§ Input data:
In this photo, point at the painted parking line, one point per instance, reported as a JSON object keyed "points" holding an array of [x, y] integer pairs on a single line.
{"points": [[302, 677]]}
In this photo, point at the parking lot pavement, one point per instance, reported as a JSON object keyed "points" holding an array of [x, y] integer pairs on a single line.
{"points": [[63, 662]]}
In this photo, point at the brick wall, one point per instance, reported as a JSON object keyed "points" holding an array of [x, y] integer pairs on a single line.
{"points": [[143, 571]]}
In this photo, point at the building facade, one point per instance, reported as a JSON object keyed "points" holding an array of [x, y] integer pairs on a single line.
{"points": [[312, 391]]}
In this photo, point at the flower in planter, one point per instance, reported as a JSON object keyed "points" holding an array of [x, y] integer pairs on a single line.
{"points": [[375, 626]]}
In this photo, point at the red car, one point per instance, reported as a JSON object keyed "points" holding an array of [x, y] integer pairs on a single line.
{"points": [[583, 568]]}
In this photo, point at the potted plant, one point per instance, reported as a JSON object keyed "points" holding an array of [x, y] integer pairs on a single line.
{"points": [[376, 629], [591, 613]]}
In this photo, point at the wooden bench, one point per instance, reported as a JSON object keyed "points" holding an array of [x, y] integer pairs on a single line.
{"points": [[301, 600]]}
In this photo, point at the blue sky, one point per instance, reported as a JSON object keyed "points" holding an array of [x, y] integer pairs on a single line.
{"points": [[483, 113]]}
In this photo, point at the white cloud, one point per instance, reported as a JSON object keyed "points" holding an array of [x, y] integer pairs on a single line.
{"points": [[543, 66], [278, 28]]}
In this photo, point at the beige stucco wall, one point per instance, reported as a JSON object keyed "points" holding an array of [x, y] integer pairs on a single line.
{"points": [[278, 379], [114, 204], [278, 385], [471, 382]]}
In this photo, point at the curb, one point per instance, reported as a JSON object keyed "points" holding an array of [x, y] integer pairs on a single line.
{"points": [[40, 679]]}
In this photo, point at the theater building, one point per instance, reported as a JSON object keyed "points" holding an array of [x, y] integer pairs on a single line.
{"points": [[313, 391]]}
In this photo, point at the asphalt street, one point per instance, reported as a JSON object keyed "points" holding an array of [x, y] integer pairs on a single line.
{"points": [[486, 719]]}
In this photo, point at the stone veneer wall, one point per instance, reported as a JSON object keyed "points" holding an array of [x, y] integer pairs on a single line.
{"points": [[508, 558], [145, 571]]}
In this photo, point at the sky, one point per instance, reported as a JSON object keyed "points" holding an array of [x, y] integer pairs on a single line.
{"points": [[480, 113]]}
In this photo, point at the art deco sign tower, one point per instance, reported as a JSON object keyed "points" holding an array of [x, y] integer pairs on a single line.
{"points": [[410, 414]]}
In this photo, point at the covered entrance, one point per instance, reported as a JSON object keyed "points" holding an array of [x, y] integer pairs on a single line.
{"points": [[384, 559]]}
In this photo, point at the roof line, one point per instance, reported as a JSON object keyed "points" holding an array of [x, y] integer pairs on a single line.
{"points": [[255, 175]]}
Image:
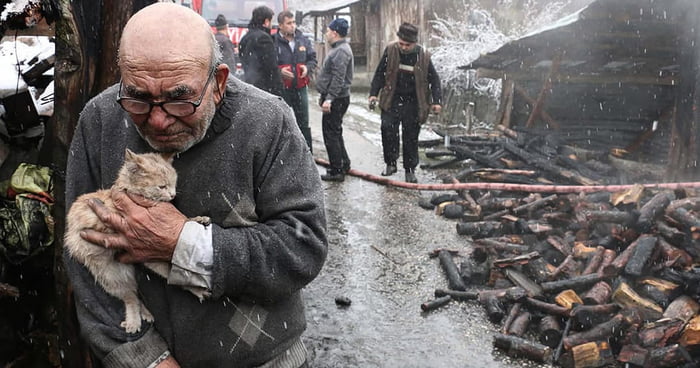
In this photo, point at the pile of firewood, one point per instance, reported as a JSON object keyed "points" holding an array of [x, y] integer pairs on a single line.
{"points": [[580, 280]]}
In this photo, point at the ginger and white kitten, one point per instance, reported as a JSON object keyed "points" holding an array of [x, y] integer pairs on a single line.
{"points": [[152, 176]]}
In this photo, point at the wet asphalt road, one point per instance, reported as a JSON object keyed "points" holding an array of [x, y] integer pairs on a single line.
{"points": [[379, 241]]}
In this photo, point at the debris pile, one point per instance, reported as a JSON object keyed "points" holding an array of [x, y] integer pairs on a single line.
{"points": [[579, 280]]}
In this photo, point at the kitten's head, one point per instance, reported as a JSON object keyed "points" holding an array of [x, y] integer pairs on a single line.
{"points": [[150, 175]]}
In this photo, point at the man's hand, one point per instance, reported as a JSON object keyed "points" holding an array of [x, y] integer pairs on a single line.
{"points": [[287, 72], [326, 107], [144, 230], [169, 362]]}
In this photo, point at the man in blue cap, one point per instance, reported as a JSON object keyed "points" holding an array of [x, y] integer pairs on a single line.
{"points": [[407, 87], [334, 86]]}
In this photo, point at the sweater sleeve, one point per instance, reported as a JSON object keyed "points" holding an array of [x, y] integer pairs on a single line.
{"points": [[379, 78], [339, 67], [435, 87], [99, 313], [311, 61], [286, 247]]}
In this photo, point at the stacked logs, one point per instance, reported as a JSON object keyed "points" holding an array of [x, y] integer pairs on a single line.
{"points": [[580, 280]]}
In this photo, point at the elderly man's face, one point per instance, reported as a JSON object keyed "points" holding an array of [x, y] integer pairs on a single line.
{"points": [[159, 83], [156, 70]]}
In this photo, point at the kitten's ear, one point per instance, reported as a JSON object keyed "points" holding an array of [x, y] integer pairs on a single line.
{"points": [[129, 155], [168, 156]]}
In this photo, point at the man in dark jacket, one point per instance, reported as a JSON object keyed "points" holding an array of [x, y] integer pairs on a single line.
{"points": [[241, 161], [258, 54], [225, 44], [334, 86], [296, 58], [408, 88]]}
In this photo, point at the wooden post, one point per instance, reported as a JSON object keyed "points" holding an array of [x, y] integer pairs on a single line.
{"points": [[546, 86], [86, 48]]}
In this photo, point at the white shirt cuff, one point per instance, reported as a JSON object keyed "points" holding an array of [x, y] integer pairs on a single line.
{"points": [[193, 257]]}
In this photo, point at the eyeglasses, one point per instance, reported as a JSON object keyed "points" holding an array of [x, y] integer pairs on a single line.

§ What is expected:
Each line in the records above should be reproduced exactly; images are not copied.

§ Solution below:
In this photo, point at the painted parking line, one point per instance, reported as a JSON object keyed "points" holding an array of [x, y] integer pairs on a single line.
{"points": [[302, 677]]}
In this photo, point at the parking lot pavement, one point per instance, reported as a JSON object keyed "points" holding an array of [x, y] integer pairs on a single line.
{"points": [[63, 662]]}
In this photo, point at the brick wall, one point per instance, reported as a JSON object keyed "points" holding an array of [x, y] integer pairs on a single line.
{"points": [[143, 571]]}
In this photo, point at the building facade, one point per instance, reported as a JSON object keyed "points" holding an array of [x, y] integer pairs on a single line.
{"points": [[312, 391]]}
In this photo, point at the flower in planter, one point per instance, reported as a JSON object keyed "points" holding an array of [x, y] integer pairs on a single line.
{"points": [[375, 626]]}
In this photo, point at the red car, one point per instance, reported as a JSON object keyed "points" holding an array of [x, y] integer pairs on a single line.
{"points": [[583, 568]]}
In this photo, point at the potted plant, one point per instance, reported as a JSON object keyed "points" holding an array of [x, y] integer pairs on a single line.
{"points": [[376, 629], [591, 613]]}
In this photo, point at the wooden bench, one point per instance, reported as a JSON object keyed "points" holding an array of [x, y] integer pairs on a single line.
{"points": [[301, 600]]}
In this photo, point at the blue sky, one point per instance, reported as a JSON object keyed "points" holding an array of [x, y] integer pairs on a single line.
{"points": [[483, 113]]}
In this photo, point at the white cloud, one point per instance, reported as a JSON object keyed "points" holding an array of [x, y] integer pairs on a single line.
{"points": [[543, 66], [278, 28]]}
In this photo, point at the beige stucco wall, one point per instance, reported as a JSON object keyed "points" holding an array of [x, y] integer pairs on a single line.
{"points": [[278, 379], [114, 204], [278, 385], [471, 382]]}
In this photo, point at the curb, one point per instance, reported as a JSON object keyed "points" holding an array of [x, y] integer pairs on a single line.
{"points": [[40, 679]]}
In this photo, point at the theater building, one point per instance, reported as a JSON object keyed "points" holding an array of [x, y] integer pairs on a single line.
{"points": [[313, 391]]}
In this photo, point at the asphalt street, one point per instance, reported as a JSON object keyed "points" holding an array of [x, y] integer pairs on a single line.
{"points": [[486, 719]]}
In this photo, point at the stone veneer wall, one point per instance, reported as a JSON object keyed "points" holding an array of [x, y] integer pairs on a single line.
{"points": [[508, 558], [145, 571]]}
In this photo, point at the sky, one point per instance, reported as a JSON object keyed "points" holding an array of [x, y] integer pairs on a single line.
{"points": [[480, 113]]}
In this photo, point at the art deco sign tower, one point per instance, reported as a JSON object keyed "points" holding an array of [x, y] integer pairs on a single line.
{"points": [[410, 414]]}
In this photo, point at the covered entrance, one point per instance, reported as a JSON object keyed "points" holding an array of [x, y] integer pairs on a single line.
{"points": [[384, 559]]}
In this photo, point at the roof line, one point per instance, reported as a JSON object keyed "points" holding an array of [x, y] integer pairs on a single line.
{"points": [[255, 175]]}
Image:
In this photo, point at the pile of firewood, one point per instance, reported as a JSON object keyed "points" holding an array of [x, y] integer pairs on a single line.
{"points": [[580, 280]]}
In this photo, point at the ginger and white kitten, one point per instance, reported as a JSON object keyed "points" holding an array of [x, y] integer pairs on a single line.
{"points": [[152, 176]]}
In this photo, point at the wet asphalt road, one point per instance, reported as a JSON object keyed "points" holding an array of [x, y] integer pairs on a single line.
{"points": [[379, 241]]}
In this photo, point at the debris pile, one point per instance, reported as a JSON object keyed "points" holding an array of [x, y] integer pairs on a single line.
{"points": [[579, 280]]}
In this photo, point at the kitten's head, one point per instance, reported as a JSON object keyed "points" holding an array of [x, y] integer pairs on a single line.
{"points": [[150, 175]]}
In this photo, point at the man's hand, one point per instance, reported as a JSON object keyed "points" holding an array of [x, y] integer pairs on a single line.
{"points": [[287, 72], [326, 107], [144, 230], [169, 362]]}
In this photo, point at the man in blue cap, one point per instance, reported as a JSON object keyed "points" holding an array of [x, y] integer pairs on a single line.
{"points": [[407, 87], [334, 86]]}
In this photo, point at the sweater sleeve, one point per instance, reported as a JSON object keyed "points" holding an array of [x, y] integer pairs on a single line.
{"points": [[379, 78], [339, 67], [435, 87], [99, 313], [311, 61], [286, 247]]}
In this photo, point at the stacked logs, one point per instance, reported as a JSON object keyed "points" holding an array of [x, y] integer pairs on a single line.
{"points": [[580, 280]]}
In this photo, point at the elderly man's face, one point per instance, reported as a JSON object keyed "points" holding an array of [x, y] integer pairs on a single line.
{"points": [[159, 83], [156, 70]]}
In this photo, point at the kitten's ear, one point per instance, reported as a JSON object keyed "points" holding an array of [x, y] integer pairs on a single line.
{"points": [[129, 155], [168, 156]]}
In this photo, point at the man in dark jacket, one point per instance, reported as a JSON object keyed "points" holding an array of [x, y] integer pairs on a single line.
{"points": [[241, 161], [258, 54], [225, 44], [334, 86], [296, 58], [408, 88]]}
In this photo, point at the wooden post, one point per instance, reported as a JSON object keyed "points" holding an array of [x, y] integer pairs on a single line.
{"points": [[546, 86], [86, 48]]}
In this photo, point at the white shirt cuff, one point per instance, reported as a JSON object keyed "points" holding an array of [x, y] integer pairs on a single line.
{"points": [[193, 257]]}
In this photo, point at the eyeglasses, one point per instance, reported as a JSON object keyed "points" holding an array of [x, y] integer pairs on a single line.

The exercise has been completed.